(Location identification entries)
—————

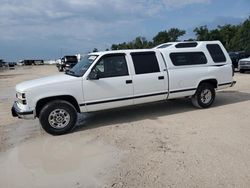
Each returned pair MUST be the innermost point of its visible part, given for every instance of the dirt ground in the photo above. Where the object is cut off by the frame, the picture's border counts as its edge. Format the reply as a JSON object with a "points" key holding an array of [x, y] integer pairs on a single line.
{"points": [[170, 144]]}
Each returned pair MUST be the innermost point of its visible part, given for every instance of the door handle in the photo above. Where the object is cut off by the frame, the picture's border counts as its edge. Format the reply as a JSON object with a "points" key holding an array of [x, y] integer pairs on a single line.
{"points": [[129, 81]]}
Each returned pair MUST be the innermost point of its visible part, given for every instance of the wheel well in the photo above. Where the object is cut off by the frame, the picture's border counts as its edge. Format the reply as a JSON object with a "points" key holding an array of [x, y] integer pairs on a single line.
{"points": [[40, 104], [214, 82]]}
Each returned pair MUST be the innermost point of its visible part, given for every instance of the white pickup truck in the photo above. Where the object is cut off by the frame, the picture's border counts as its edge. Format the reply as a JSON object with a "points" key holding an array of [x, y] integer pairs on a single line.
{"points": [[111, 79]]}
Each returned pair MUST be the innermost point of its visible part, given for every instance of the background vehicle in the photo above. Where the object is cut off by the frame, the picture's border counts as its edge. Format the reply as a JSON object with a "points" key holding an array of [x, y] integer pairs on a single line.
{"points": [[67, 62], [244, 65]]}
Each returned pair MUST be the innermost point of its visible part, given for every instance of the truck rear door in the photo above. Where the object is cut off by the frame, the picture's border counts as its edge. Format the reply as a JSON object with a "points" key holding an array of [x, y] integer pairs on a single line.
{"points": [[150, 79]]}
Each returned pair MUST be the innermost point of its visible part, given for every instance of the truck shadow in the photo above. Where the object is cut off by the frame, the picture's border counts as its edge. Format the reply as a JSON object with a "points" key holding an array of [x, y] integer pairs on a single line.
{"points": [[153, 111]]}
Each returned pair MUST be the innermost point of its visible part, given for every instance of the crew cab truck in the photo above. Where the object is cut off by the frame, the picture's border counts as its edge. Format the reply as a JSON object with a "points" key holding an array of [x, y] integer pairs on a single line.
{"points": [[111, 79]]}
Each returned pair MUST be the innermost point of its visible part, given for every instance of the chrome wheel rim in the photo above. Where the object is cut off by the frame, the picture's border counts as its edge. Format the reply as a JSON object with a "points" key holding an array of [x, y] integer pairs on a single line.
{"points": [[206, 96], [59, 118]]}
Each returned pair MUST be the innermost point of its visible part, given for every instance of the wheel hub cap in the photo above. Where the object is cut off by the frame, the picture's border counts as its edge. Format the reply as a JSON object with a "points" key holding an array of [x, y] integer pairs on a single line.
{"points": [[59, 118]]}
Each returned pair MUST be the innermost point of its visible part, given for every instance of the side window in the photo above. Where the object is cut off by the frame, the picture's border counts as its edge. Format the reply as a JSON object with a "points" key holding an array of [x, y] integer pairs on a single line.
{"points": [[188, 58], [145, 62], [111, 66], [216, 53]]}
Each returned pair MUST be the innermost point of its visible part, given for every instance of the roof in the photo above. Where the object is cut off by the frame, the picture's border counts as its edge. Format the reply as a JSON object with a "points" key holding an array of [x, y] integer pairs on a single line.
{"points": [[169, 45]]}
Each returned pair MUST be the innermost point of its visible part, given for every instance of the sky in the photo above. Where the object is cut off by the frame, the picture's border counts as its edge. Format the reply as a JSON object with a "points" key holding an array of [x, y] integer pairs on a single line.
{"points": [[47, 29]]}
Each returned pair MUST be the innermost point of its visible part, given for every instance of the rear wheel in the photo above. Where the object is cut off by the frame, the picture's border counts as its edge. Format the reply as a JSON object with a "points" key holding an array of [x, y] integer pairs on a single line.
{"points": [[204, 96], [58, 117]]}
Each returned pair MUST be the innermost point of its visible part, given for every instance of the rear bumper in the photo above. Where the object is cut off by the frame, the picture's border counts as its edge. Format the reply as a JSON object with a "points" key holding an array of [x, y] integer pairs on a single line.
{"points": [[17, 112]]}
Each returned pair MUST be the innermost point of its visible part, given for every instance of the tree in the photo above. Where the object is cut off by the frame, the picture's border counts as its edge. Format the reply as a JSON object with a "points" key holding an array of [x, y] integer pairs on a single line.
{"points": [[161, 37], [201, 33], [95, 50], [175, 33]]}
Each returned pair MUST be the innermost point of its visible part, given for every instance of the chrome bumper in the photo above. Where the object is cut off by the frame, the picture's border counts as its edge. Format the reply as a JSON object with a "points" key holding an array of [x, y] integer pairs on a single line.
{"points": [[233, 83], [17, 112]]}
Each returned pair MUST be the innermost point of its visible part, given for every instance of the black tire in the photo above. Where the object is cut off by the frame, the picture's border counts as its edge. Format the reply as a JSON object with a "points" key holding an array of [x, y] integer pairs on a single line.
{"points": [[201, 101], [55, 107]]}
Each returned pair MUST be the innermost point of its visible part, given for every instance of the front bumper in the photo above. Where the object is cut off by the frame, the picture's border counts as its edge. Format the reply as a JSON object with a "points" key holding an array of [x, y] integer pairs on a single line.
{"points": [[17, 112]]}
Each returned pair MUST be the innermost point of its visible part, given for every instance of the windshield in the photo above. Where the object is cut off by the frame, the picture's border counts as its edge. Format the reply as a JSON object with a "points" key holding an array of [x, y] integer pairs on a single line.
{"points": [[82, 66]]}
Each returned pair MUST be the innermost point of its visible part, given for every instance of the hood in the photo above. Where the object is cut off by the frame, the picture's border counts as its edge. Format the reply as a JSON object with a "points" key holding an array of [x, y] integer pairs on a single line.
{"points": [[56, 79]]}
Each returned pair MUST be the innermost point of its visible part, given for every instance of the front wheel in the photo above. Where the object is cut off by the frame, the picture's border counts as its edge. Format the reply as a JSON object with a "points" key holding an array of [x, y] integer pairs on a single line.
{"points": [[204, 96], [58, 117]]}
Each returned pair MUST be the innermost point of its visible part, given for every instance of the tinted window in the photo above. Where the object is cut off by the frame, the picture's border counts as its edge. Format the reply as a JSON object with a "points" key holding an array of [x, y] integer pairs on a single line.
{"points": [[145, 62], [188, 58], [164, 46], [216, 53], [111, 66], [186, 45]]}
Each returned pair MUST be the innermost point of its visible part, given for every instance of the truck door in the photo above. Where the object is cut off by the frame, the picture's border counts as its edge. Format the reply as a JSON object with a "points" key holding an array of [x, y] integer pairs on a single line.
{"points": [[150, 78], [113, 86]]}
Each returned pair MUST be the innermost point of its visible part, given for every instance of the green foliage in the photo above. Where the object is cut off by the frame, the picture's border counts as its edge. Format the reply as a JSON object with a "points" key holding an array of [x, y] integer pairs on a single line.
{"points": [[233, 37]]}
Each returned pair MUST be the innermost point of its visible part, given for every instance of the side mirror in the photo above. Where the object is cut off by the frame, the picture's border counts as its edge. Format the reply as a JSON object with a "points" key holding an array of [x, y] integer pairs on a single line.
{"points": [[93, 76]]}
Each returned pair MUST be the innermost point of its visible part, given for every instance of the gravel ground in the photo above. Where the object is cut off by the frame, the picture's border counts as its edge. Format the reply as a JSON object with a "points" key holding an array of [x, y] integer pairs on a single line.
{"points": [[170, 144]]}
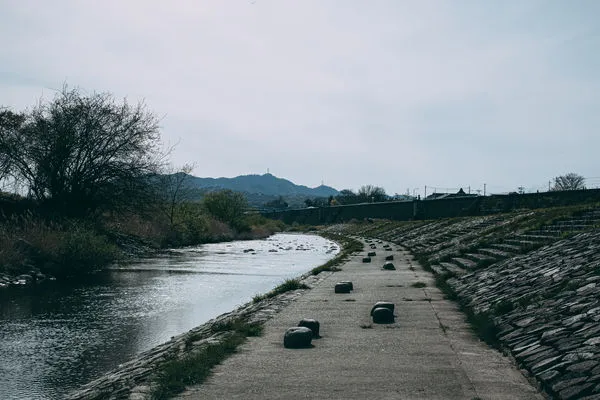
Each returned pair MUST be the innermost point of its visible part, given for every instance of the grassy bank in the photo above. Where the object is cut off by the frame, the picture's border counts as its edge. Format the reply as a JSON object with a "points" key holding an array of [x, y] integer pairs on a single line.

—————

TASK TO CARRY OUT
Reproduce the material from the line with "the side mirror" through its last line, both ends included, keeping the requests and shifting every coordinate in the answers by -109. Leave the pictures out.

RESULT OF THIS TASK
Each returned pair MUST be the innermost point of its visible part, given for every instance of the side mirror in the photo above. Where the object is cut off by the frame, the picture's border counts as its edge. Format the reply as a JSON object with a "points" key holding an array of [x, y] integer pairs on a single line.
{"points": [[-16, -33]]}
Each returned pair MUST be the innermost point of its visible part, given for every instance of the gravel ground in the photo above. Where the object is cut off by the frame, the picture's border counts as its edge. Format the reply as a JSON object with a "points" key holding an array of [x, y] integer pairs on a single line.
{"points": [[61, 35]]}
Each returned pair MUST be the innermost point of its visible part, given for every instance of the grassy bank in the photo above. Where the object is cut off by the frame, the picture's border counts as its edge. Format the reply as a JSON object with a "points" key holding an array of [x, y] integer pairs on a single line.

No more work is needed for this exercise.